Extract to read:
┌──

3.7.xiii. It is further noted that the assessee is relying on a Cash Flow chart for computing the undisclosed income on Asset theory. When this Cash flow chart is perused, it comes to notice that no dates are given for the inflow and outflow of cash and the benefit has been taken in a consolidated manner. To put it simply, if the assessee has cash inflow of Rs. 50 in the first year and of Rs. 100 in the second year, and simultaneously he has invested. Rs. 100 in the first year, it means that in the first year he had earned at least Rs. 100, which was spent partly out of the declared cash inflow of Rs. 50 and the remaining amount of Rs. 50 was also undisclosed income which has not been declared. If however the cash inflow of Rs. 150 (100 + 50) is shown in consolidated manner without reference to the respective dates, the excess of Rs 50 spent in the first year out of the remaining undisclosed income not disclosed by way of cash flow statement would remain hidden and not come up for taxation. There can not be any question of drawing cash flow chart without reference to the respective dates of receipts and payments individually.

3.7.xiv. It is further noted that the assessee's capital as at the close of the block period on 6.2.2003 has been shown at Rs. 10224428/- and within a span of period of less than two months it had increased to Rs. 1,78,40,265/- as on 31.03.2003. What is the way for arriving at the figure of the opening capital for the block period and basis for showing the income for the block period is beyond understanding. A jugglery of figures has been made which is not properly substantiated so as to confuse the Revenue authorities in reaching the determination of correct undisclosed income of the block period. Such figures as adopted by the assessee are also devoid of any base as the net receipts from the vehicles are estimated for the block period and even the opening capital has been taken by adopting the cost of vehicles rather than their WDV. From the above discussion, it is more than clear that the accounts of the assessee were complex and the figures so declared were beyond the comprehension as no rational basis for the income disclosed in the block return was understandable. Neither the assessee extended any cooperation towards the completion of assessment nor had any force to support his figures declared as undisclosed income for the block period. If these accounts are not intricate and complex then which other accounts can be said to be complex, is anybody's guess. The complexity is overflowing as majority of important figures are clearly beyond the understanding of an Assessing Officer. The intricacies involved in the accounts which led to the vast difference in these figures along with other factors, as taken note of by the Assessing Officer for proposing the appointment of a special, auditor, could not have been sorted out without the help of an expert in this field, being a Chartered Accountant. In the light of these facts we are Satisfied that the accounts of the assessee were complex and the appointment of special auditor was sine qua non to determine the undisclosed income. The proposal sent by the Assessing Officer to the ld. CIT for the appointment of special auditor, as discussed in the earlier para, clearly brings out the complexity of accounts and resultant inability of the Assessing Officer to calculate the correct undisclosed income.

└──

Excerpted records:
┌──

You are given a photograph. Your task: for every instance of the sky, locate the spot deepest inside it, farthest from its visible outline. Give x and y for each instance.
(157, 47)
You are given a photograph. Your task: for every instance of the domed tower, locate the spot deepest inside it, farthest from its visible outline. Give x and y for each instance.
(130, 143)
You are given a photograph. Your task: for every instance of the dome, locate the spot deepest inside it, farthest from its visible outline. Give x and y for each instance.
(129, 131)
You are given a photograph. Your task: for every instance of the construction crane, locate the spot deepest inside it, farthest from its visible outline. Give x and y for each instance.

└──
┌──

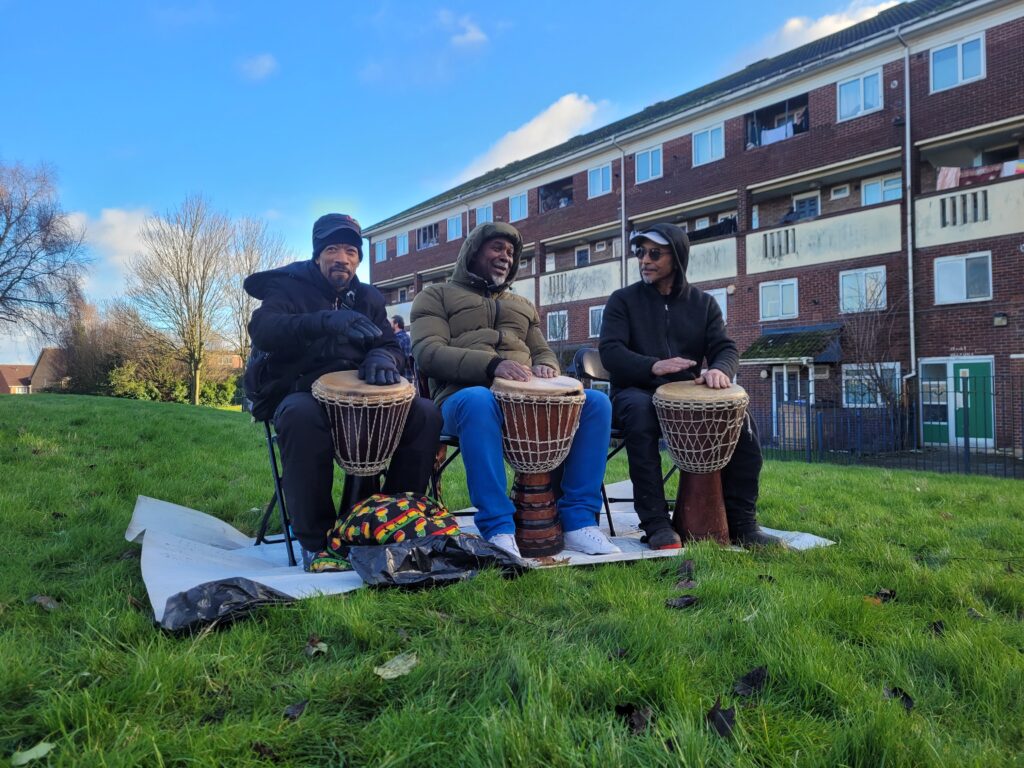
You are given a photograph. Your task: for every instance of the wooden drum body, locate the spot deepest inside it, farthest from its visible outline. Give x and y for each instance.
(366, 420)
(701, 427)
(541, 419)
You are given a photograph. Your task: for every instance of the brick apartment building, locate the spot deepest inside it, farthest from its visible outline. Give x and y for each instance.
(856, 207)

└──
┌──

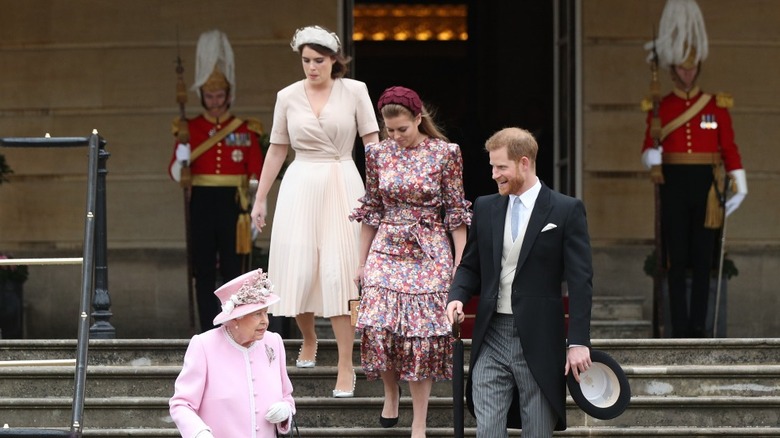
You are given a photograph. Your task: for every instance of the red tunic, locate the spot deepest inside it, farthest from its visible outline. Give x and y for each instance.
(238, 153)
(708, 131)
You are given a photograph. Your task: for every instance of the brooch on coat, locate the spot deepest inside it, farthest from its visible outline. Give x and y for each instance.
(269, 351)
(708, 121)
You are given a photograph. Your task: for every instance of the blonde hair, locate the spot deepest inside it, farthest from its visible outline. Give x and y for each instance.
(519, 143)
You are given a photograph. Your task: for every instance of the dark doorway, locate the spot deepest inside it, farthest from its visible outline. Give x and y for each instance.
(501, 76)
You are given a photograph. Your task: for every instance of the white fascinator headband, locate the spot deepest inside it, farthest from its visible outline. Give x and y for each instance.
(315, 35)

└──

Written task 1: Render the following sentence from the extract on the block assessment into French: "There can not be any question of drawing cash flow chart without reference to the respective dates of receipts and payments individually."
Written task 2: Write the next part of the extract on the block assessment, picking up after its final sentence.

Reply 1: Il ne saurait être question d'établir un tableau des flux de trésorerie sans référence aux dates respectives de chaque encaissement et de chaque paiement.

Reply 2:
3.8.i Miscellaneous Aspects 3.8.i. The ld. Counsel for the assessee contended that direction given for conducting of special audit was vague in as much as it did not throw light on the entities whose books were to be audited. He further referred to the letter of special auditor vide which he had sought details about the concerns to be audited. A further submission was made that there was no occasion-with the Revenue to order the audit in respect of firms, etc. in which the assessee was interested as partner in individual or HUF capacity or the companies in which he was director. He submitted that the scope of the audit was unnecessarily extended to entities, which were not subjected to search. On the other hand, the ld. D.R. stated that the directions given for special audit was specific and precise as all the concerns in which the assessee was interested were liable to be considered for special audit in as much as the assessee had himself declared undisclosed income in respect of such concerns, such as, investment made in hotel at Jaisalmer, benami investments in two petrol pumps and in number of vehicles.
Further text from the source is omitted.